Brief.
Extract every record below and reproduce each line verbatim, in its original order.

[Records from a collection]

________________________

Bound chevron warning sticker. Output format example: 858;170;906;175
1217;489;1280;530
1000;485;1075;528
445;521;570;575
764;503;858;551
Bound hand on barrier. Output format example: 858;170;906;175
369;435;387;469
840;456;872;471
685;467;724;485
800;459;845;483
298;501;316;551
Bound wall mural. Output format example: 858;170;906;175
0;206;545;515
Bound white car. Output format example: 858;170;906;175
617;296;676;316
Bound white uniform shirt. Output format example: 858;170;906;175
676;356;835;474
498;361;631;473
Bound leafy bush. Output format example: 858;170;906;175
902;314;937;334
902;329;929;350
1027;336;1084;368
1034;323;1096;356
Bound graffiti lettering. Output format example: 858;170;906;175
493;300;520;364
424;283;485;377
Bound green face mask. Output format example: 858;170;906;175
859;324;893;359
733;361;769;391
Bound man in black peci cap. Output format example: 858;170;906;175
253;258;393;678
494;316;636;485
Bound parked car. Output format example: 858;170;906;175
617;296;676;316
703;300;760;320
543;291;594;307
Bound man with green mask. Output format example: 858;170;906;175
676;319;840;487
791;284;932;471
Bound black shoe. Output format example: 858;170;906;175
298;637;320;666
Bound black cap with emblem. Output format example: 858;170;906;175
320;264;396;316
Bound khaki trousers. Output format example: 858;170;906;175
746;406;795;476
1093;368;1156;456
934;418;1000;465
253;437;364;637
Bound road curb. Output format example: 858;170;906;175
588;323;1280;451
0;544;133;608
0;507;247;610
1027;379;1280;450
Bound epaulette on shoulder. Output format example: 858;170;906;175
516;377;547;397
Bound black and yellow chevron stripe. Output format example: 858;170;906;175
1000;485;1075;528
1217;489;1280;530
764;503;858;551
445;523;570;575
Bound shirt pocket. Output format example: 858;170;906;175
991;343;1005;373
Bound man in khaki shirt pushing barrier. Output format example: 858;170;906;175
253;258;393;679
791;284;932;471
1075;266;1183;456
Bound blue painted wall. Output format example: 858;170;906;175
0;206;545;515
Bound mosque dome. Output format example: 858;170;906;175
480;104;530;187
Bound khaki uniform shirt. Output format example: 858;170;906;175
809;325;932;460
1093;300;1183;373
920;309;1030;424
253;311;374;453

________________________

Written answer.
Bound chevron warning sticker. Output format example: 858;170;906;175
1217;489;1280;530
1000;485;1075;528
445;521;570;575
764;503;858;551
Bound hand on barrier. Output format example: 858;170;906;175
369;435;387;469
840;456;872;471
685;467;724;485
800;459;845;483
298;501;316;551
Bound wall mural. Output format example: 858;170;906;175
0;206;545;515
Bound white car. Output format example: 858;170;906;175
617;296;676;316
Bound white uniform shirt. Output format example: 858;170;906;175
676;356;835;474
498;361;631;473
Bound leafy bush. Output format example: 858;170;906;175
902;314;937;334
902;329;929;350
1027;336;1084;368
1034;323;1096;356
Bound graffiti lettering. Output format example: 858;170;906;175
493;300;520;364
424;283;485;377
Bound green face mask. Output format example: 858;170;906;175
859;324;893;359
733;361;769;391
Bound man in black peci cap. Output format example: 858;170;906;175
253;258;393;678
494;316;636;485
Bound parked car. Output format example: 858;170;906;175
617;296;676;316
703;300;760;320
543;291;594;307
Bound man with green mask. Output format example: 858;170;906;175
676;319;840;487
791;284;932;471
Bound black shoe. Output format example: 858;170;906;175
298;637;320;666
Bound black cap with emblem. Output format example: 858;170;906;175
320;264;396;316
Bound khaki trousers. Output format example: 858;170;906;175
746;406;795;476
1093;368;1156;456
934;418;1000;465
253;437;364;637
Bound road curb. Output format example: 858;170;906;175
588;323;1280;451
0;544;133;608
0;507;247;610
1027;379;1280;450
Bound epaulette on shoulder. Output format example: 858;170;906;175
516;377;547;397
Bound black and yellow chevron stripe. Output format example: 858;170;906;175
1000;485;1075;528
1217;489;1280;530
764;503;858;551
445;523;570;575
Bound shirt pocket. Output format example: 858;170;906;175
991;343;1005;373
Bound man in khaki shirt pushing barrier. Output format example: 858;170;906;175
253;258;393;679
791;284;932;471
1075;266;1183;456
Bound blue painted wall. Output format example: 858;170;906;175
0;206;545;515
Bound mosque dome. Output format example: 858;170;906;175
480;104;530;187
Bound khaki uniform shirt. Output format example: 858;170;906;175
809;325;932;460
1093;300;1183;373
920;309;1030;424
253;311;374;453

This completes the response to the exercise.